(Problem description) Scan the material below and copy every line holding the word "whale".

(Material provided)
..........
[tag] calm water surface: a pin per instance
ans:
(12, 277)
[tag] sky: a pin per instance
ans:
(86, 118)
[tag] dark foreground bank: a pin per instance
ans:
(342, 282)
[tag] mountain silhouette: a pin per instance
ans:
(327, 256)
..........
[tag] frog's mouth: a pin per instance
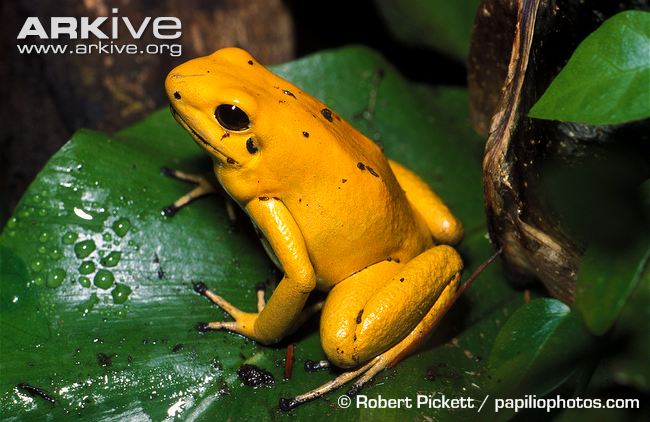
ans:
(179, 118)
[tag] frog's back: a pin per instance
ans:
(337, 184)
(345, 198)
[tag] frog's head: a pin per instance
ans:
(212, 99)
..........
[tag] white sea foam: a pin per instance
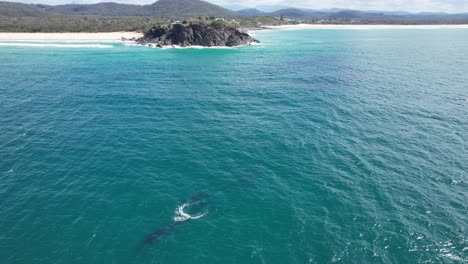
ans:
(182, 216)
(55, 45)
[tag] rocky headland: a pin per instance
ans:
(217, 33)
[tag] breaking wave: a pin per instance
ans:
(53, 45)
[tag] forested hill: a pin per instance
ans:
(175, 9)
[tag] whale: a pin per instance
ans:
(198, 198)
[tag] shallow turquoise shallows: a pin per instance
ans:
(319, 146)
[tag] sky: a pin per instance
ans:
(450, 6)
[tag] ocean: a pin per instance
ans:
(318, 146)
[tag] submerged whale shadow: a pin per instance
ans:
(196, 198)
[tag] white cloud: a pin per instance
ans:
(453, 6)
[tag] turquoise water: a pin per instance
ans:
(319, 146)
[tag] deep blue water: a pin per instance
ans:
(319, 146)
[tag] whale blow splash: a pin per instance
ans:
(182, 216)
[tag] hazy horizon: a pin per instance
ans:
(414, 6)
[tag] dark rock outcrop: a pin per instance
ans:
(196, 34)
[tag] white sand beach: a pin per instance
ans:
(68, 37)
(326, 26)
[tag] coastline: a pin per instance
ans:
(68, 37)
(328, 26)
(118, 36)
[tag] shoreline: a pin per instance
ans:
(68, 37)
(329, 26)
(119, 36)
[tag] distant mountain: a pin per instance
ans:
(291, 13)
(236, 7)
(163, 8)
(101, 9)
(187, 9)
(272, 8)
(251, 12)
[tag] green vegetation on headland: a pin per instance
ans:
..........
(Answer below)
[tag] whale: a pin per instance
[tag] submerged whale shadow: a pin per instance
[tag] whale blow splash: a pin per instance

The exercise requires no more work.